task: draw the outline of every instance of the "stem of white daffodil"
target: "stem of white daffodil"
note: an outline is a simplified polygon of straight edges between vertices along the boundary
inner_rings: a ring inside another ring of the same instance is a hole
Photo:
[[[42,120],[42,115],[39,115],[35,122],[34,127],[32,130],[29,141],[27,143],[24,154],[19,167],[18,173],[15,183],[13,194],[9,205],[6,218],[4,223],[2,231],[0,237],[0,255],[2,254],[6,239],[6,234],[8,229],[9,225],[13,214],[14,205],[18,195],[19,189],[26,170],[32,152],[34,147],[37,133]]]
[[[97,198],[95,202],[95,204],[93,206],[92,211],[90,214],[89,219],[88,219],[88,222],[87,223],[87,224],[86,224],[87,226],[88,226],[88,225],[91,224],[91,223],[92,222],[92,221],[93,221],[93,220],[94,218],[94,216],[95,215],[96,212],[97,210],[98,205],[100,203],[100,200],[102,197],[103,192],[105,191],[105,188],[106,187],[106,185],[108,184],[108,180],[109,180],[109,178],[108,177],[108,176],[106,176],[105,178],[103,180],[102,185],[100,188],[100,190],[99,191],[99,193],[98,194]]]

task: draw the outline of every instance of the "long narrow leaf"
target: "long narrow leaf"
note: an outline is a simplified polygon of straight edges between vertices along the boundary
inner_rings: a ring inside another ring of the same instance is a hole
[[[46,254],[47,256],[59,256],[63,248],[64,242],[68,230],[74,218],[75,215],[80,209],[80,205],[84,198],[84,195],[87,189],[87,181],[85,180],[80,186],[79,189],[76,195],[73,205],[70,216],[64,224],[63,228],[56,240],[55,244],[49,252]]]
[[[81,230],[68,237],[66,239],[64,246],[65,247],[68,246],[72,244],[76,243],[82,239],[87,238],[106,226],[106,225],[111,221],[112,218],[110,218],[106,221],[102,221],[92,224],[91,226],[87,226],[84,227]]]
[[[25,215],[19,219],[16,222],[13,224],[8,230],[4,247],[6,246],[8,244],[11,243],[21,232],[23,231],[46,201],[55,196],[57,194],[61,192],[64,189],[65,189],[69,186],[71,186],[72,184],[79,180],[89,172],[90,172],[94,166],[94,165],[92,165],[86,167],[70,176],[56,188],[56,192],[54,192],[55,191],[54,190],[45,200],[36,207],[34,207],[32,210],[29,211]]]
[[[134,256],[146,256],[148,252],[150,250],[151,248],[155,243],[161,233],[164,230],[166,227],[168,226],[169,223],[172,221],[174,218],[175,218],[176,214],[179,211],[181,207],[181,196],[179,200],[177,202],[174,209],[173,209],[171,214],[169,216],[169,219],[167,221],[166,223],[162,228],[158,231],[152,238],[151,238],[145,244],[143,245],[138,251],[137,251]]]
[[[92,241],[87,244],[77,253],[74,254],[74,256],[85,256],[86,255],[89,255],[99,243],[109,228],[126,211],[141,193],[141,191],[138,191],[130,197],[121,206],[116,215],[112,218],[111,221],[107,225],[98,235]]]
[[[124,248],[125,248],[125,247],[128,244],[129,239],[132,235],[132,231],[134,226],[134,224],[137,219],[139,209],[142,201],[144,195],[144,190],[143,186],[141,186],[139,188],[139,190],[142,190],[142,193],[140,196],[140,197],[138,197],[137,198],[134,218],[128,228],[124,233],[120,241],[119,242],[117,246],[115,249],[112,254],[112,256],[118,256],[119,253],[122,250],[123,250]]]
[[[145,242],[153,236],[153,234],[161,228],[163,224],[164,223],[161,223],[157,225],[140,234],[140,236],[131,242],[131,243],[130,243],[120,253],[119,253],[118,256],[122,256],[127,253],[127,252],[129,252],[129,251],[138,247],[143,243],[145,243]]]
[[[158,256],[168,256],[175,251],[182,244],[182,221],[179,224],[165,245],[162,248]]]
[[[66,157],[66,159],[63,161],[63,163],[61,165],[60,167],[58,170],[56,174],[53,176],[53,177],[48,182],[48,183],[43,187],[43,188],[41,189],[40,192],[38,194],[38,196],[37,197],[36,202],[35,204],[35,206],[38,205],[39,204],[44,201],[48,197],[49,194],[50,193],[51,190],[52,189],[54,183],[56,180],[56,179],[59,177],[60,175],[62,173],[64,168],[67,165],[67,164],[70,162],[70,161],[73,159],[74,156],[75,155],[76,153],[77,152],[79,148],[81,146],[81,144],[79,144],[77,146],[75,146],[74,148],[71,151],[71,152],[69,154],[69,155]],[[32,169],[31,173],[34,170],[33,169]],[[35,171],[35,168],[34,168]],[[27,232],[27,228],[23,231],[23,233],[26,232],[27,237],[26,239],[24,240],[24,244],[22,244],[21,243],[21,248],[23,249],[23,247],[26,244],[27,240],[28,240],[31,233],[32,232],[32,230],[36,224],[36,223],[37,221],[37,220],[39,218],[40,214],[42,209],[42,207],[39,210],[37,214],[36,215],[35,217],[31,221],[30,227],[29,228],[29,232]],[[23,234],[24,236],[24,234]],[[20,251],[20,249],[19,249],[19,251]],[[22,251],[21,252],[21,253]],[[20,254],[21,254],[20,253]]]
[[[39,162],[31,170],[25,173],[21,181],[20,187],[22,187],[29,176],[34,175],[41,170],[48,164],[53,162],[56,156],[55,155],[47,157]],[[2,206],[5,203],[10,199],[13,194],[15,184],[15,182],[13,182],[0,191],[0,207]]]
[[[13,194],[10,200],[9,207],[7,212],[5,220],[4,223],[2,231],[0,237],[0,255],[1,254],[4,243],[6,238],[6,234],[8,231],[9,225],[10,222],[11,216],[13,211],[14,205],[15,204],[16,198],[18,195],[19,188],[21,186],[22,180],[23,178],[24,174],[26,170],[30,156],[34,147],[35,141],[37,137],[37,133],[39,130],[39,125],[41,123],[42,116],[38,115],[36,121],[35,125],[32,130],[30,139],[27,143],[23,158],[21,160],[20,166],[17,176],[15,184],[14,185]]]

■ **Written problem**
Reproduce the data in full, exactly as presented.

■ **Reply to the exercise**
task: draw the outline of every instance of the "stem of white daffodil"
target: "stem of white daffodil"
note: an outline is a simplified polygon of straight edges between vertices along the boundary
inner_rings: a ring inside another ring of the same instance is a hole
Photo:
[[[42,120],[42,115],[39,115],[35,122],[34,127],[32,130],[29,141],[27,143],[24,154],[19,167],[18,173],[15,183],[13,194],[9,205],[6,218],[4,223],[2,231],[0,237],[0,255],[2,254],[6,239],[6,234],[8,229],[9,225],[13,214],[14,205],[18,195],[19,189],[26,170],[32,152],[34,147],[37,133]]]
[[[97,198],[95,202],[95,204],[93,206],[92,211],[90,214],[89,219],[88,219],[88,222],[87,223],[87,224],[86,224],[87,226],[88,226],[88,225],[91,224],[91,223],[92,222],[92,221],[93,221],[93,220],[94,218],[94,216],[95,215],[96,212],[97,210],[98,205],[100,203],[100,200],[102,197],[103,192],[105,191],[105,188],[106,187],[106,185],[108,184],[108,180],[109,180],[109,178],[108,177],[108,176],[106,176],[105,178],[103,180],[102,185],[100,188],[100,190],[99,191],[99,193],[98,194]]]

task: draw the outline of every instance of the "long narrow leaf"
target: "long narrow leaf"
note: an outline is a simplified polygon of straight edges between vertices along the boundary
inner_rings: a ring inside another ring of the same instance is a hole
[[[46,254],[47,256],[59,256],[63,248],[64,242],[68,230],[74,218],[75,215],[80,209],[80,205],[84,198],[84,195],[87,189],[87,181],[85,180],[80,186],[79,189],[76,195],[73,205],[70,216],[64,224],[63,228],[56,240],[55,244],[49,252]]]
[[[81,230],[68,237],[66,239],[64,246],[65,247],[68,246],[72,244],[76,243],[82,239],[87,238],[106,226],[106,225],[111,221],[112,218],[110,218],[106,221],[102,221],[92,224],[91,226],[87,226],[84,227]]]
[[[25,215],[19,219],[16,222],[13,224],[8,230],[4,247],[6,246],[8,244],[11,243],[21,232],[23,231],[46,201],[55,196],[57,194],[61,192],[64,189],[65,189],[69,186],[71,186],[72,184],[79,180],[89,172],[90,172],[94,166],[94,165],[92,165],[86,167],[70,176],[56,188],[56,192],[54,192],[55,191],[54,190],[45,200],[36,207],[34,207],[32,210],[29,211]]]
[[[134,256],[146,256],[148,252],[150,250],[151,248],[155,243],[161,233],[164,230],[166,227],[168,226],[169,223],[172,221],[174,218],[175,218],[176,214],[179,211],[181,207],[181,196],[179,200],[177,202],[174,209],[173,209],[171,214],[169,216],[169,219],[167,221],[166,223],[162,228],[158,231],[152,238],[151,238],[145,244],[143,245],[138,251],[137,251]]]
[[[92,241],[87,244],[77,253],[74,254],[74,256],[85,256],[86,255],[89,255],[99,243],[109,228],[126,211],[141,193],[141,191],[138,191],[130,197],[121,206],[116,215],[112,218],[111,221],[107,225],[98,235]]]
[[[124,248],[125,248],[125,247],[128,244],[129,239],[132,235],[132,231],[134,226],[134,224],[137,219],[139,209],[142,201],[144,195],[144,190],[143,186],[141,186],[139,188],[139,190],[142,190],[142,193],[140,196],[140,197],[138,197],[137,198],[134,218],[128,228],[124,233],[120,241],[119,242],[117,246],[115,249],[112,254],[112,256],[118,256],[119,253],[122,250],[123,250]]]
[[[145,242],[153,236],[153,234],[161,228],[163,224],[164,223],[161,223],[157,225],[140,234],[140,236],[131,242],[131,243],[130,243],[120,253],[119,253],[118,256],[122,256],[127,253],[127,252],[129,252],[129,251],[138,247],[143,243],[145,243]]]
[[[158,256],[168,256],[175,251],[182,244],[182,221],[179,224],[165,245],[162,248]]]
[[[66,157],[66,159],[63,161],[63,163],[61,165],[60,167],[58,170],[56,174],[53,176],[53,177],[48,182],[48,183],[43,187],[43,188],[41,189],[40,192],[38,194],[38,196],[37,197],[36,202],[35,204],[35,206],[38,205],[39,204],[44,201],[48,197],[49,194],[50,193],[51,190],[52,189],[54,183],[56,180],[56,179],[59,177],[60,175],[62,173],[64,168],[67,165],[67,164],[70,162],[70,161],[73,159],[74,156],[75,155],[76,153],[77,152],[79,148],[81,146],[81,144],[79,144],[77,146],[75,146],[74,148],[71,151],[71,152],[69,154],[69,155]],[[32,169],[31,173],[34,170],[33,169]],[[35,171],[35,168],[34,168]],[[27,232],[27,228],[23,231],[23,233],[26,232],[27,237],[26,239],[24,240],[24,244],[22,244],[21,243],[21,248],[23,249],[23,247],[26,244],[27,240],[28,240],[31,233],[32,232],[32,230],[36,224],[36,223],[37,221],[37,220],[39,218],[40,214],[42,209],[42,207],[39,210],[37,214],[36,215],[35,217],[31,221],[30,227],[29,228],[29,232]],[[23,234],[24,236],[24,234]],[[20,251],[20,249],[19,249],[19,251]],[[22,251],[21,252],[21,253]],[[20,254],[21,254],[20,253]]]
[[[39,162],[31,170],[25,173],[21,181],[20,187],[22,187],[29,176],[34,175],[41,170],[48,164],[53,162],[56,156],[55,155],[47,157]],[[2,206],[5,203],[10,199],[13,194],[15,184],[15,182],[13,182],[0,191],[0,207]]]
[[[13,194],[10,200],[9,207],[7,212],[5,220],[4,223],[2,231],[0,237],[0,255],[1,254],[4,243],[6,238],[6,234],[8,231],[9,225],[10,222],[11,216],[13,211],[14,205],[15,204],[16,198],[18,195],[19,188],[21,186],[22,180],[23,178],[24,174],[26,170],[30,156],[34,147],[35,141],[37,137],[37,133],[39,130],[39,125],[41,123],[42,116],[38,115],[36,121],[35,125],[32,130],[30,139],[27,143],[23,158],[21,160],[20,166],[17,176],[15,184],[14,185]]]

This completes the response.